**INSTRUCTION:** Reproduce the material verbatim, starting at the line that contains "dead tree --bbox" and continuing through its final line, with both ends included.

___ MATERIAL ___

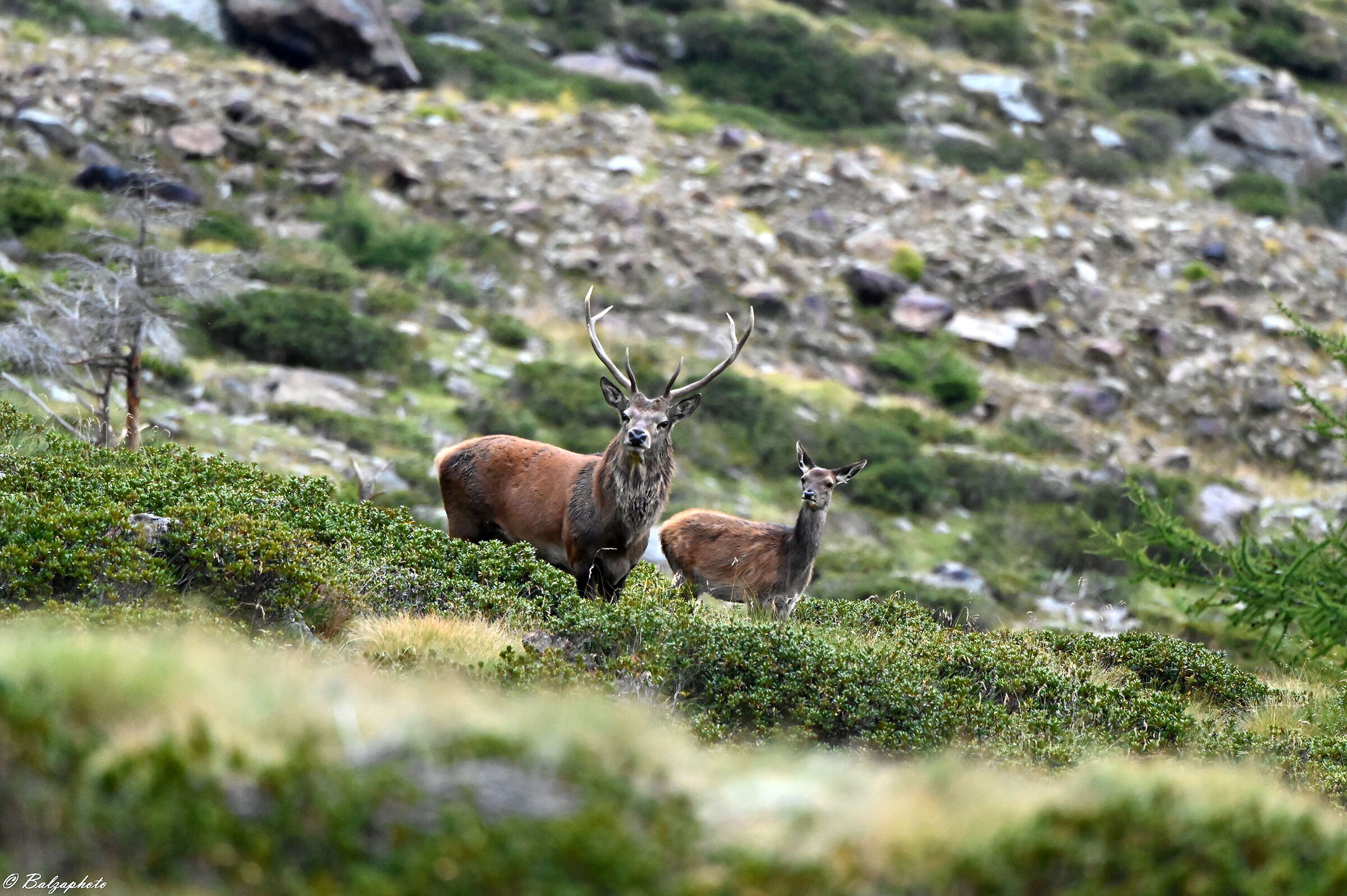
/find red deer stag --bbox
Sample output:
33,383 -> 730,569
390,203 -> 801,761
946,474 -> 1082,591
435,290 -> 753,600
660,442 -> 866,620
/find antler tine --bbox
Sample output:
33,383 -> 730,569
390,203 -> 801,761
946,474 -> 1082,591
668,306 -> 755,400
626,349 -> 641,392
585,287 -> 634,392
664,359 -> 683,399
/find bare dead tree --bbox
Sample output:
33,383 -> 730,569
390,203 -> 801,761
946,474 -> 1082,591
0,263 -> 179,447
0,159 -> 232,450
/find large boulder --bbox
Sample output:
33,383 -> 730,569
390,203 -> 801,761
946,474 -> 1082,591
1181,73 -> 1344,183
221,0 -> 421,88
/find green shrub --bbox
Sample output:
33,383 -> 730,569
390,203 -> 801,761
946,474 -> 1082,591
267,404 -> 435,456
1300,171 -> 1347,226
954,10 -> 1034,66
1124,19 -> 1173,57
1216,171 -> 1290,218
1183,261 -> 1216,283
482,313 -> 533,349
0,0 -> 127,36
365,286 -> 420,318
889,242 -> 926,283
1234,0 -> 1347,80
1121,109 -> 1183,164
0,401 -> 1347,808
196,288 -> 408,370
140,352 -> 191,389
256,242 -> 358,292
679,12 -> 899,130
0,177 -> 67,237
870,336 -> 982,411
1095,59 -> 1239,116
182,209 -> 262,252
315,192 -> 448,274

___

**EXERCISE OUTPUT:**
/find bare dead tree --bbox
Sample output:
33,383 -> 730,569
390,203 -> 801,761
946,474 -> 1082,591
0,263 -> 179,447
0,159 -> 232,450
/find large boulder --bbox
Sample output:
33,383 -> 730,569
390,203 -> 801,761
946,474 -> 1082,591
1181,73 -> 1344,183
221,0 -> 421,88
/find green shrub --bbox
Sample output:
33,383 -> 730,569
390,203 -> 801,761
946,474 -> 1082,591
267,404 -> 435,456
1300,171 -> 1347,226
954,10 -> 1034,66
1124,19 -> 1173,57
1216,171 -> 1290,218
1183,261 -> 1216,283
482,313 -> 533,349
0,0 -> 127,36
365,286 -> 420,318
889,242 -> 926,283
1234,0 -> 1347,80
1121,109 -> 1183,164
0,401 -> 1347,808
196,288 -> 408,370
140,352 -> 191,389
256,242 -> 358,292
679,12 -> 899,130
0,177 -> 67,237
870,336 -> 982,411
1095,59 -> 1239,116
182,209 -> 262,252
315,192 -> 448,274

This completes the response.